Reading passage>
___
From wikipedia entry on Eugene Debs [ QUOTE ]
On June 16, 1918, Debs made an anti-war speech in Canton, Ohio, protesting World War I, and was arrested under the Espionage Act of 1917. He was convicted, sentenced to serve ten years in prison and disenfranchised for life.

Debs made his best-remembered statement at his sentencing hearing:

Your Honor, years ago I recognized my kinship with all living beings, and I made up my mind that I was not one bit better than the meanest on earth. I said then, and I say now, that while there is a lower class, I am in it, and while there is a criminal element I am of it, and while there is a soul in prison, I am not free.

Debs appealed his conviction to the United States Supreme Court. In its ruling on Debs v. United States, the Court examined several statements Debs had made regarding World War I. While Debs had carefully guarded his speeches in an attempt to comply with the Espionage Act, the Court found he still had the intention and effect of obstructing the draft and recruitment for the war. Among other things, the Court cited Debs's praise for those imprisoned for obstructing the draft. Justice Oliver Wendell Holmes stated in his opinion that little attention was needed since Debs' case was essentially the same as that of Schenck v. United States, in which the Court had upheld a similar conviction.


Debs in the Atlanta PenitentiaryHe went to prison on April 13, 1919. In protest of his jailing, Charles Ruthenberg led a parade of unionists, Socialists, Anarchists and Communists to march on May 1 (May Day), 1919 in Cleveland, Ohio. The event quickly broke into the violent May Day Riots of 1919.

Debs ran for president in the 1920 election while in prison in Atlanta, Georgia at the Atlanta Federal Penitentiary. He received 913,664 votes (3.4%), the most ever for a Socialist Party presidential candidate in the U.S. and slightly more than he had won in 1912, when he obtained six percent of the vote. This stint in prison also inspired Debs to write a series of columns deeply critical of the prison system, which appeared in sanitized form in the Bell Syndicate and was collected into his only book, Walls and Bars, with several added chapters (published posthumously).

On December 25, 1921, President Warren G. Harding released Debs from prison, commuting his sentence to time served. Debs, however, never recovered his health from that time in prison and died five years later at the age of 70 in Elmhurst, Illinois.
___
Data listing>
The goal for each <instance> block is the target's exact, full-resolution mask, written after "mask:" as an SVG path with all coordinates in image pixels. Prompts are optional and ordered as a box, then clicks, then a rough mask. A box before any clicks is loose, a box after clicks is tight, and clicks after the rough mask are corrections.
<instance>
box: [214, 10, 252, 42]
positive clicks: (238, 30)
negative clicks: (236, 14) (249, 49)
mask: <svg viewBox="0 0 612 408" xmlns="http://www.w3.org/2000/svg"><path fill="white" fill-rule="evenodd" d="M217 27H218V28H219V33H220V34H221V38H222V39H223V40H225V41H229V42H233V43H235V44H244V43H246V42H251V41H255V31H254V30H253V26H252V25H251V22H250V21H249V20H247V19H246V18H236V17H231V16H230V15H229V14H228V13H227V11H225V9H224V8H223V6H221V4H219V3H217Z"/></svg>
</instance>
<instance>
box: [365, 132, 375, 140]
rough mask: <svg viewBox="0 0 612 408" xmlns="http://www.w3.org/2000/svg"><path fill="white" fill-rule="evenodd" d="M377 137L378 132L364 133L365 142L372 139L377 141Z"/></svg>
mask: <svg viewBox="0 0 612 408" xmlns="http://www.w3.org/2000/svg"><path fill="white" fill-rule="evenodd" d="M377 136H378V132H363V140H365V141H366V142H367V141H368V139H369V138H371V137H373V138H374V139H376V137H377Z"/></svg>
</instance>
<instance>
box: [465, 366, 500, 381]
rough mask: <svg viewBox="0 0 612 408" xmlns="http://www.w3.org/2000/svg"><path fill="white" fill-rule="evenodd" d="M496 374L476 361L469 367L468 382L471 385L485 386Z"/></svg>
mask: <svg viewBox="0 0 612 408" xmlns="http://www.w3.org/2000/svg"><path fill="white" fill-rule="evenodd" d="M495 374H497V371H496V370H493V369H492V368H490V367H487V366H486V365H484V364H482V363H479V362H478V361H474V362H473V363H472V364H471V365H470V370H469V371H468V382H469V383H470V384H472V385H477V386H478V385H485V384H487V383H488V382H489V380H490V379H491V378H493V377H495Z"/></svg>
___
Could you print the passage on Eugene Debs from "Debs in the" up to and including "chapters (published posthumously).", copying it word for word?

Debs in the Atlanta PenitentiaryHe went to prison on April 13, 1919. In protest of his jailing, Charles Ruthenberg led a parade of unionists, Socialists, Anarchists and Communists to march on May 1 (May Day), 1919 in Cleveland, Ohio. The event quickly broke into the violent May Day Riots of 1919.

Debs ran for president in the 1920 election while in prison in Atlanta, Georgia at the Atlanta Federal Penitentiary. He received 913,664 votes (3.4%), the most ever for a Socialist Party presidential candidate in the U.S. and slightly more than he had won in 1912, when he obtained six percent of the vote. This stint in prison also inspired Debs to write a series of columns deeply critical of the prison system, which appeared in sanitized form in the Bell Syndicate and was collected into his only book, Walls and Bars, with several added chapters (published posthumously).